═══ Supplied data
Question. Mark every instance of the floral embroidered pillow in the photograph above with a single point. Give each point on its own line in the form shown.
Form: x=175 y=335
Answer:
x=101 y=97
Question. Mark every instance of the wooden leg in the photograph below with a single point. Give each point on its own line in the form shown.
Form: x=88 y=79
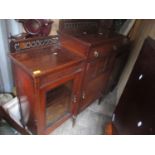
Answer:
x=10 y=121
x=110 y=129
x=100 y=99
x=73 y=120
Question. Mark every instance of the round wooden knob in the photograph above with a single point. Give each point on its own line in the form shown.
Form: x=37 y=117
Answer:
x=96 y=54
x=114 y=47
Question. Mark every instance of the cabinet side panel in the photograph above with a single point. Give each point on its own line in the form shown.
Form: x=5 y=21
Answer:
x=26 y=95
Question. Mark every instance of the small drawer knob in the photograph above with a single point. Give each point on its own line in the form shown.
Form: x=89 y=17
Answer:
x=114 y=47
x=96 y=54
x=83 y=95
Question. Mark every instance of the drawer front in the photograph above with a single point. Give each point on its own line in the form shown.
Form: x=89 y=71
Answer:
x=46 y=80
x=99 y=66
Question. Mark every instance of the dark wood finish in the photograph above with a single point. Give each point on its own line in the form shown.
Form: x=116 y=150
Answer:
x=100 y=51
x=135 y=112
x=85 y=25
x=31 y=67
x=9 y=120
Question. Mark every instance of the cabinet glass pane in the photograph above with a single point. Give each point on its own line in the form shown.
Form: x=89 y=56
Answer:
x=58 y=102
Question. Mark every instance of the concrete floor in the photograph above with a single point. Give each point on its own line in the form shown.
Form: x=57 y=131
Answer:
x=92 y=120
x=89 y=122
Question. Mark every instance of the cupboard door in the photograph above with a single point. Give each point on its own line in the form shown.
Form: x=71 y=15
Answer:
x=58 y=101
x=93 y=90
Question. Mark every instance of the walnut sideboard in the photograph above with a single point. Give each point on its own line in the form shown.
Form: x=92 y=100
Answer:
x=56 y=81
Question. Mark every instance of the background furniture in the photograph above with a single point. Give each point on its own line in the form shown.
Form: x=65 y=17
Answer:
x=106 y=54
x=135 y=112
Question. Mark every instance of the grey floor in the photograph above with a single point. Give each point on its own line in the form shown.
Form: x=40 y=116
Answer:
x=92 y=120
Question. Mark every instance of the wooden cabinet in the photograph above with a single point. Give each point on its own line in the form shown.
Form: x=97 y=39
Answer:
x=48 y=82
x=100 y=51
x=56 y=80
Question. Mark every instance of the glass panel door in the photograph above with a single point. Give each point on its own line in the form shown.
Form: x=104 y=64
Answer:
x=58 y=102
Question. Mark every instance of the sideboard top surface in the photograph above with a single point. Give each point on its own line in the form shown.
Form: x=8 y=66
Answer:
x=93 y=39
x=45 y=60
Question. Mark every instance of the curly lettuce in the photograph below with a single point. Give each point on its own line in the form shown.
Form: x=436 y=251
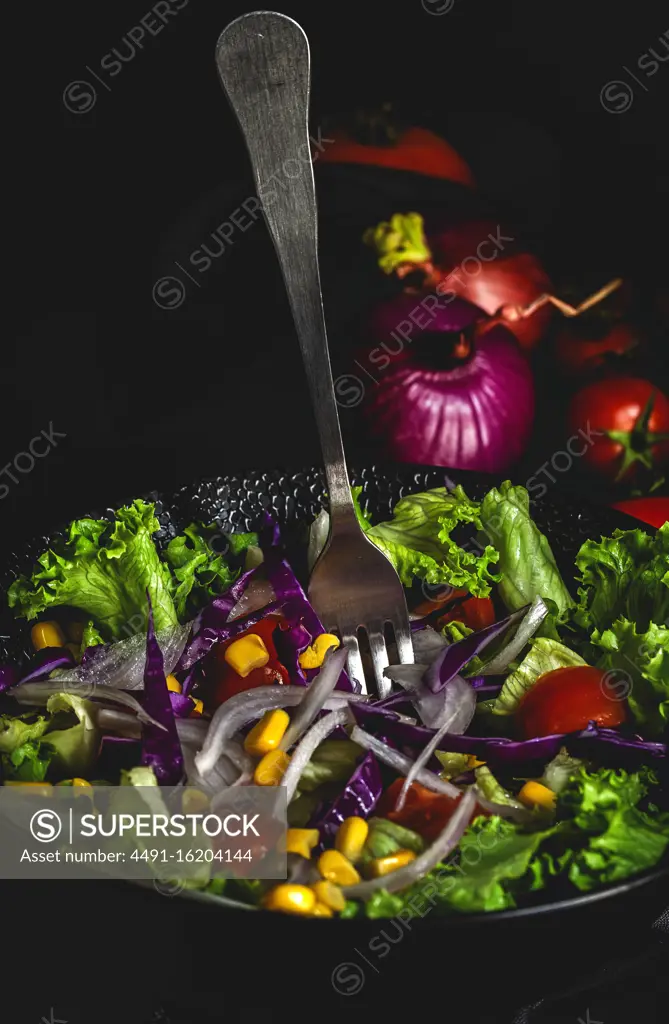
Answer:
x=638 y=664
x=526 y=560
x=604 y=830
x=103 y=568
x=418 y=541
x=624 y=576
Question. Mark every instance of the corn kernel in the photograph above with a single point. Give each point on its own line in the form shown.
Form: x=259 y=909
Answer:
x=272 y=768
x=267 y=733
x=350 y=838
x=301 y=841
x=535 y=794
x=247 y=653
x=384 y=865
x=75 y=650
x=290 y=899
x=330 y=895
x=314 y=656
x=335 y=867
x=75 y=632
x=46 y=635
x=195 y=802
x=321 y=910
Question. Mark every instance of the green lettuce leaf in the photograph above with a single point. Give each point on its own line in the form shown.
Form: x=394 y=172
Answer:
x=544 y=655
x=73 y=749
x=28 y=763
x=624 y=576
x=16 y=731
x=527 y=562
x=201 y=572
x=333 y=761
x=102 y=568
x=90 y=637
x=602 y=833
x=385 y=838
x=622 y=838
x=639 y=665
x=419 y=544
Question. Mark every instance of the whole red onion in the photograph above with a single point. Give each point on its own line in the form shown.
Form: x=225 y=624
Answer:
x=451 y=391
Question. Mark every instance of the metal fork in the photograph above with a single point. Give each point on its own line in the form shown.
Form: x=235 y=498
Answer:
x=263 y=64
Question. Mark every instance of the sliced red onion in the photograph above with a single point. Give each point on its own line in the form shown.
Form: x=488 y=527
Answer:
══════
Repeat each entry above exactly, passing over any images.

- _Answer area_:
Question. Mark every instance of the floral embroidered pillow in the photograph above with a single point. Give each point on its own line in the form shown.
Form: x=175 y=335
Answer:
x=101 y=97
Question. Mark every instance of the wooden leg in the photograph below with a single point. Give each point on its own line in the form shown.
Form: x=88 y=79
Answer:
x=10 y=121
x=110 y=129
x=100 y=99
x=73 y=120
Question. Mark every instance of the round wooden knob in the photograph above with a single point. Give each point on its own line in the form shown.
Form: x=37 y=117
Answer:
x=96 y=54
x=114 y=47
Question. Mark every instance of the cabinet side panel in the photograph above with a single point. Give each point on its own line in the form shown.
Form: x=5 y=21
Answer:
x=26 y=95
Question. Mark every instance of the small drawer knob in the photograph above with a single point. Give each point on its own line in the form shown.
Form: x=89 y=17
Answer:
x=114 y=47
x=96 y=54
x=83 y=95
Question. Mark every instance of the drawer front in the photograph above with a single point. Give each point on its own line in the form shown.
Form: x=89 y=71
Answer:
x=46 y=80
x=99 y=66
Question. Mark every instance of the dark wood finish in the photograph above with a single point. Give each point on its own line in the form shown.
Form: x=116 y=150
Answer:
x=100 y=51
x=135 y=112
x=85 y=25
x=31 y=67
x=9 y=120
Question. Mark every instance of the cabinet glass pane in the photograph above with a single point. Give each point on its own line in the form shown.
Form: x=89 y=56
Answer:
x=58 y=102
Question. Mark every instance of the concrete floor in the photograph above with a single point. Give each point on its own line in the form shown.
Form: x=57 y=131
Answer:
x=92 y=120
x=89 y=122
Question. Mark every instance of the cupboard door in the photograph above with a single point. Give each point on its own line in the form shown.
Form: x=71 y=15
Answer:
x=58 y=101
x=93 y=90
Question. Mark every instance of the walnut sideboard in the photograph above with a single point. Give each point on its own line in the form shown.
Form: x=92 y=100
Answer:
x=56 y=81
Question. Mark every instance of the background furniture in the photograph above with a single point. Give each point on its own line in the form shown.
Form: x=65 y=17
Answer:
x=106 y=54
x=135 y=112
Question. Mark every instance of the grey floor in the photograph above with a single point. Give each point on its own line in the form shown.
Form: x=40 y=116
Answer:
x=92 y=120
Question. Mark every instance of the wooden cabinet in the photograph above with a single point. Give each point on its own line in the form shown.
Form: x=97 y=39
Answer:
x=48 y=82
x=100 y=51
x=56 y=80
Question. Mark every instance of the glass panel door in the photograph above with a single point. Give each point on its own line in the form shown.
Form: x=104 y=64
Answer:
x=58 y=102
Question. Mark every instance of the sideboard top surface in the photograph above with a single point. Give each point on its own line in the form shown.
Form: x=8 y=66
Answer:
x=93 y=39
x=45 y=60
Question. Mark every instance of the curly lettuce in the photograph below with a single point. Give each point on its own line in the form shown.
Form: x=436 y=251
Answer:
x=638 y=664
x=526 y=560
x=604 y=830
x=103 y=568
x=418 y=541
x=624 y=576
Question. Mark every instance of the corn kernel in the photograph above with a single point. Give each point on its own line in the form shown.
Form: x=259 y=909
Answer:
x=272 y=768
x=267 y=733
x=350 y=838
x=301 y=841
x=535 y=794
x=247 y=653
x=384 y=865
x=75 y=650
x=290 y=899
x=330 y=895
x=314 y=656
x=335 y=867
x=75 y=632
x=46 y=635
x=195 y=802
x=321 y=910
Question. Mark every instance of the green lettuce leaf in the photograph above with a single point. Give each point on its own line in the form shown.
Form: x=394 y=172
Answer:
x=544 y=655
x=73 y=749
x=28 y=763
x=624 y=576
x=16 y=731
x=527 y=562
x=201 y=572
x=333 y=761
x=102 y=568
x=90 y=637
x=602 y=833
x=385 y=838
x=622 y=838
x=639 y=665
x=419 y=544
Question. Mark every instance of the whole red onion in the photograph above with a single point. Give each point on its own line in the form shown.
Form: x=225 y=624
Answer:
x=451 y=391
Question. Mark every instance of the metal fork in the photograph above with a single point. Give each point on its own line in the form shown.
Form: x=235 y=498
Answer:
x=263 y=64
Question. Mark every instance of the sliced red onion in the photograph above with a single point. Give each point on its own line in the form shown.
Form: x=488 y=527
Answer:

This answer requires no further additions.